Mrs.Picard: at least he said so

 

Kor37: I thought it was after Enterprise but before Kirk?

 

Prometheus_Nova: what the heck is he going to do before enterprise?

 

Prometheus_Nova: ww3?

 

Kor37: Isn't it going to deal with the Romulan wars?

 

Mrs.Picard: perhaps? who knows *shudders*

 

jl~: The problem is that to the 2004 audience, the stuff (material, visual, technical) that st:tos had looks massively primitive. You can't "sell" a show today that looks that primitive, and to make Enterprise work as a show you had to update everything, and that blew continuity.

 

spacetigger: Hello

 

Prometheus_Nova: yep jl my thoughts exactly

 

jl~: :) Hi all those who joined us while I was typing away.

 

Kor37: Well, some of the stuff in TOS is old even today like toggle switches and such

 

Prometheus_Nova: toggle switches...lol

 

Prometheus_Nova: got to love those little things

 

jl~: Absolutely -- but what you have to realize is that at the time we first saw st:tos -- that was great stuff! It was so far above anything else on Tv that called itself sf that you just had to stare.

 

Kor37: I remember going to Radio Shack and buying a ton of them so I could make a replica of Kirk's chair

 

jl~: We watched every episode again and again and again -- and that was hard before the invention of the VCR you know.

 

Kor37: I've tried to tell these kids how we kept fandom going all of those years with just 79 episodes of TOS

 

Kor37: They don't know how lucky they have it today

 

jl~: The thing is that to set Enterprise before TOS was a big mistake simply because it can't be done commercially.

 

Prometheus_Nova: we're lucky ...but you also gave us enterprise :)

 

Kor37: hmmmm

 

jl~: Note that I don't think GR would have allowed Enterprise to be set as a prequel

 

Kor37: I'm sorry, but I think last seasons Enterprise episodes were great for the most part

 

master_q: What kind of series do you think they should have done then?

 

jl~: I don't know exactly all the details of how that decision was made -- but it was a disaster and if I were a writer on the show today, I frankly don't know what else I could do to fix it.

 

Prometheus_Nova: go back and redo everything lol

 

Kor37: I've always fancied a Captain Pike series

 

jl~: Oh, they should have gone on to do a sequel of course -- continue the saga.
☆ ☆ ☆
— WORK TASK A —
Reproduce the stretch of the Star Trek chat log from "jl~: Note that" through "do to fix it.".
— WORK TASK B —
Pick up the Star Trek chat log after its final line and carry the conversation forward.

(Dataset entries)
☆ ☆ ☆
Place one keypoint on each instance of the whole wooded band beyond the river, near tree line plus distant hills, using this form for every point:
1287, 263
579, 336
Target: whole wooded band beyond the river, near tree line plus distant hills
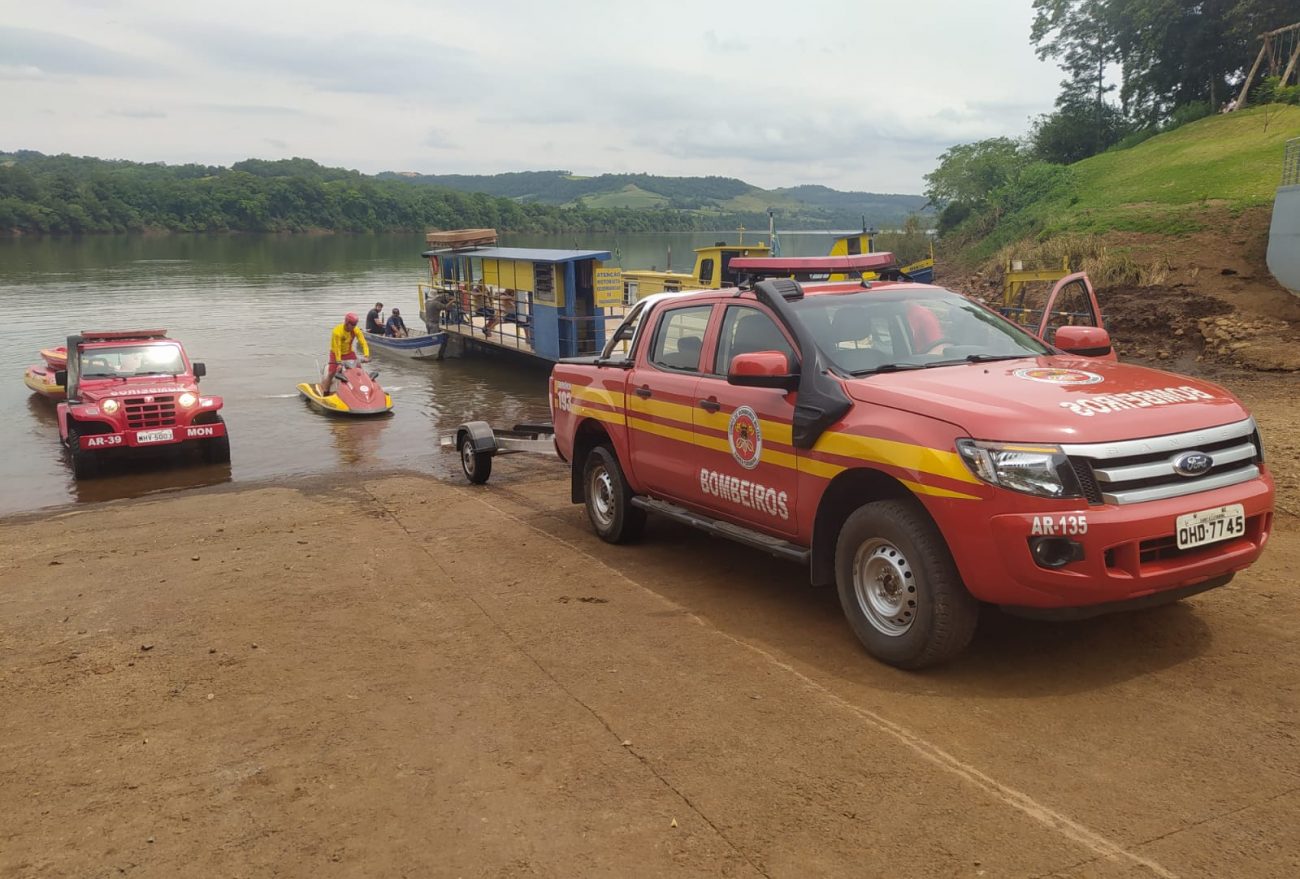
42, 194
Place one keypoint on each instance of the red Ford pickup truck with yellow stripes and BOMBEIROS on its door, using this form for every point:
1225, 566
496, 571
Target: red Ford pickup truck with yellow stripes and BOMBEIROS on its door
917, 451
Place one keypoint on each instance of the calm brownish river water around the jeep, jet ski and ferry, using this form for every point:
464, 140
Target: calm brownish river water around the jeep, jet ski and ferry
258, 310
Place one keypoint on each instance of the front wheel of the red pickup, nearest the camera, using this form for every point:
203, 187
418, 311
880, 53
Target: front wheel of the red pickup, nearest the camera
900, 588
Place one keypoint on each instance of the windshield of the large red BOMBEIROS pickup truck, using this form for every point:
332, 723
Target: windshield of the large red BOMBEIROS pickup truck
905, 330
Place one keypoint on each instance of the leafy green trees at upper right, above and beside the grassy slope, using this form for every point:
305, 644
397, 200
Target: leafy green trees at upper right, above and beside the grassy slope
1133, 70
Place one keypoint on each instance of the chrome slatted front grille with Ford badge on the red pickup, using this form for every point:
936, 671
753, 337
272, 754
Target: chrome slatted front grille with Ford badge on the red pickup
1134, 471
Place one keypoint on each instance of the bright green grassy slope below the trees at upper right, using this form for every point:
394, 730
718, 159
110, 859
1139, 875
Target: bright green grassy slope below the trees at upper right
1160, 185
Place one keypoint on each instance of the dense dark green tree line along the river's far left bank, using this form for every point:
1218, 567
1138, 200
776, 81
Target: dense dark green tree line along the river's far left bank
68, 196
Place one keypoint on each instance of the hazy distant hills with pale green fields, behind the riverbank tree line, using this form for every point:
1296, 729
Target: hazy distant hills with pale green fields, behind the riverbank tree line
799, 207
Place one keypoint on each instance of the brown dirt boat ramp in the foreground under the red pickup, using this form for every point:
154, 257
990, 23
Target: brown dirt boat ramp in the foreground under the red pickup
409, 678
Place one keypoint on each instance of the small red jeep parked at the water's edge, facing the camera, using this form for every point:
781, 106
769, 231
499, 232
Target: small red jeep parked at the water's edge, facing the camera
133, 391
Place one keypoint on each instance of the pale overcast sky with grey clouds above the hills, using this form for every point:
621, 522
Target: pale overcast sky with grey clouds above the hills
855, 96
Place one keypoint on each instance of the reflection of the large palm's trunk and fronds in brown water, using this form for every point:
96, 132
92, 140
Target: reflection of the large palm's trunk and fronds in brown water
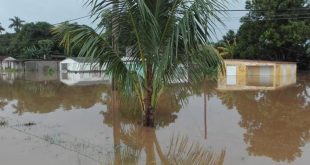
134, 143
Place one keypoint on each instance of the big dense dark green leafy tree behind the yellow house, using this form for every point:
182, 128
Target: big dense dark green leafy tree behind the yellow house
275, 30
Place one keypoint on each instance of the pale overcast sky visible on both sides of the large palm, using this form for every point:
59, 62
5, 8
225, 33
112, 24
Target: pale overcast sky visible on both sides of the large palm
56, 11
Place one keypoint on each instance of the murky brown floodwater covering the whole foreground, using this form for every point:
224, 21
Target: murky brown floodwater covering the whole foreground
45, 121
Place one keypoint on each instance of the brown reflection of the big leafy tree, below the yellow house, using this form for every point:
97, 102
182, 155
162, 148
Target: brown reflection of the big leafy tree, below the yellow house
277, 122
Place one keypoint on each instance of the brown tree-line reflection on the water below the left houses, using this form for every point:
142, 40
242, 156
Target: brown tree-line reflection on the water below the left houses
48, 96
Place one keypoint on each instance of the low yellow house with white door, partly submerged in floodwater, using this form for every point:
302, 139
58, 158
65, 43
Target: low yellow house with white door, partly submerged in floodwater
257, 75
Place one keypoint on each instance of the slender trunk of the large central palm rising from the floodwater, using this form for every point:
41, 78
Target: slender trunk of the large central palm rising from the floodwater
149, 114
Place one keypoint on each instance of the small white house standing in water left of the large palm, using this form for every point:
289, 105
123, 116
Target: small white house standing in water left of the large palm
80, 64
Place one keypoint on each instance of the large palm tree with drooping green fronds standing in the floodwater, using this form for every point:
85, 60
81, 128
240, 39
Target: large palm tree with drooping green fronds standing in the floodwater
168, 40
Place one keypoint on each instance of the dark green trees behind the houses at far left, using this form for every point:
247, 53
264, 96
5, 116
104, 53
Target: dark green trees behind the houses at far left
☆ ☆ ☆
— ANSWER SECTION A —
jl~: Note that I don't think GR would have allowed Enterprise to be set as a prequel

 

Kor37: I'm sorry, but I think last seasons Enterprise episodes were great for the most part

 

master_q: What kind of series do you think they should have done then?

 

jl~: I don't know exactly all the details of how that decision was made -- but it was a disaster and if I were a writer on the show today, I frankly don't know what else I could do to fix it.

— ANSWER SECTION B —
Prometheus_Nova: but then that messes up the series to date so

 

master_q: However, it would have to be something different. I don't think another Voyager-like show would work....

 

jl~: The thing that was wrong with Voyager was again basically a writing flaw -- they committed the classic beginner's mistake of creating a "Hung Hero" -- a situation in which the driving force behind the plot (Janeway in this case) was incapable of doing anything about the basic plot-problem (being lost in space).

 

Prometheus_Nova: something about going back to the Delta quadrant to deal with the borg would have been good

 

jl~: They could only trek their way home, knowing it was hopeless and hoping for a miracle -- which they got.

 

Prometheus_Nova: just don't make it too voyager-ish

 

jl~: But again the series ended by them being rescued, not really by them solving their problem themselves. So it was unsatisfying.

 

Mrs.Picard: I agree

 

jl~: the real pity is that this flawed series concept was the one where they let a woman be Captain -- and the flaw is blamed on her being a woman not on the very shaky writing behind the concept.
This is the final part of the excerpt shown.